____ Texto da página

Antonio Carlos Lima*

Fosse a história constituída apenas da versão do conquistador, as celebrações em torno do quarto centenário de São Luís, que hoje atingem seu ponto culminante, teriam, obviamente, que  aguardar três anos mais.

Afinal, durante quase 300 anos, como fruto da doutrina da conquista, cronistas e historiadores, portugueses e brasileiros, atribuíram a fundação desta cidade de São Luís à chamada “Jornada milagrosa”, operação militar planejada em Madri e  organizada em Pernambuco, sob a proteção de Nossa Senhora,  para a expulsão dos franceses, há três anos estabelecidos na Ilha Grande do Maranhão.

O projeto da França Equinocial era, até o final do século XIX, apresentado como simples obra de invasores heréticos, contrários à disseminação da fé católica e usurpadores dos territórios do Novo Mundo, pertencentes, por direito humano e reconhecimento divino, exclusivamente à Espanha e Portugal.  Tratava-se de um episódio a ser esquecido – ou desmerecido. E assim sucedeu, ano após ano, desde a chegada dos portugueses ao Maranhão, naquele ano da graça de Nosso Senhor de 1615.

Essa história só começou a mudar em 1864, com a redescoberta de dois livros que,  desde então,  são  considerados as certidões de nascimento de São Luís: Historia de missão dos padres capuchinhos na ilha de São Luís e terras circunvizinhas, de Claude d’Abbeville, e Continuação das coisas memoráveis ocorridas no Maranhão, nos anos de 1613 e 1614, de Yves d’Évreux.

Os livros estavam, até o milagre da recuperação,  condenados ao mais absoluto esquecimento.  O de Abbeville chegara a ser editado duas vezes, logo após o retorno do Maranhão, mas em seguida desapareceu. Foi citado por alguns historiadores, como João Francisco Lisboa, mas sem o reconhecimento merecido. O livro de Yves d’Évreux  teve pior destino: foi destruído na própria gráfica. Dois exemplares foram salvos pelo capitão François de Razzily, inconformado com o abandono do projeto do Maranhão pela monarquia francesa.

Naquele ano de 1864,  em Paris, o escritor  Ferdinand Denis editou, pela primeira vez, e com ricas anotações, o relato do padre Yves d’Évreux.  Mas, somente dez anos depois foram os dois livros traduzidos e publicados no Brasil – e exatamente no Maranhão.

________
____ Dados fornecidos

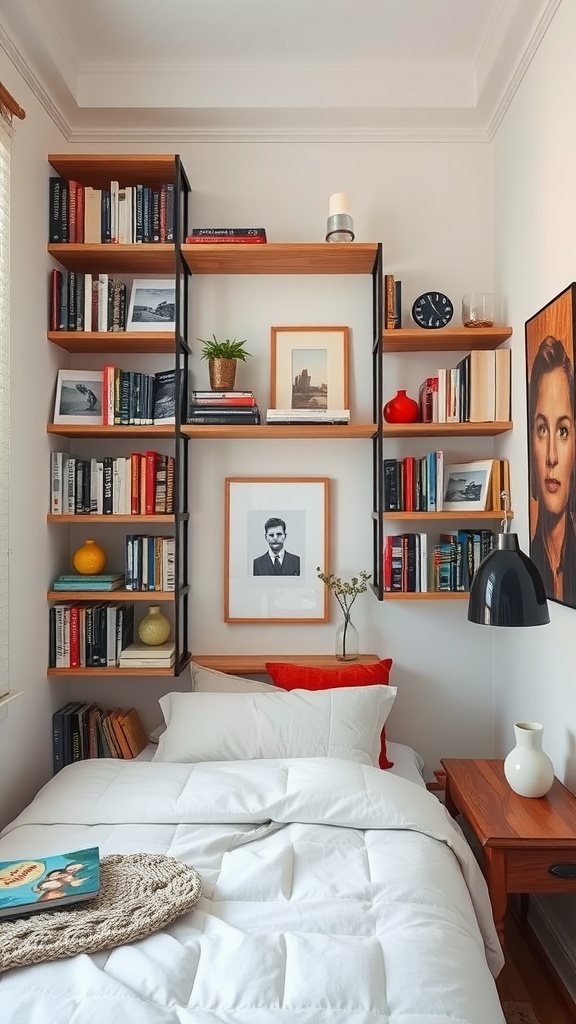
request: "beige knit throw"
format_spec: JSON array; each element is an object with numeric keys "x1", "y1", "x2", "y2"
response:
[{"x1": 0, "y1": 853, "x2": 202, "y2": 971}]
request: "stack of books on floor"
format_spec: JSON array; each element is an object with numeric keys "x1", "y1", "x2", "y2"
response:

________

Aplicação da leitura:
(a) Responda, com base no texto sobre a fundação de São Luís:
(i) Em que ano os portugueses chegaram ao Maranhão?
(ii) Quem editou em Paris, em 1864, o relato do padre Yves d'Évreux?
(iii) Quem salvou os dois exemplares do livro de Yves d'Évreux?
(b) Indique se cada afirmação está de acordo com o texto sobre a fundação de São Luís, citando as palavras decisivas:
(i) O livro de Claude d'Abbeville foi editado duas vezes.
(ii) A "Jornada milagrosa" foi organizada em Madri.
(iii) Os dois livros foram traduzidos e publicados no Brasil no mesmo ano da edição de Paris.
(c) Transcreva o texto sobre a fundação de São Luís, de "Antonio Carlos Lima*" até "três anos mais.".

Soluções por tarefa:
(a)
(i) Em 1615.
(ii) O escritor Ferdinand Denis.
(iii) O capitão François de Razzily.

(b)
(i) Sim: "O de Abbeville chegara a ser editado duas vezes".
(ii) Não: "organizada em Pernambuco".
(iii) Não: "somente dez anos depois foram os dois livros traduzidos e publicados no Brasil".

(c)
Antonio Carlos Lima*

Fosse a história constituída apenas da versão do conquistador, as celebrações em torno do quarto centenário de São Luís, que hoje atingem seu ponto culminante, teriam, obviamente, que  aguardar três anos mais.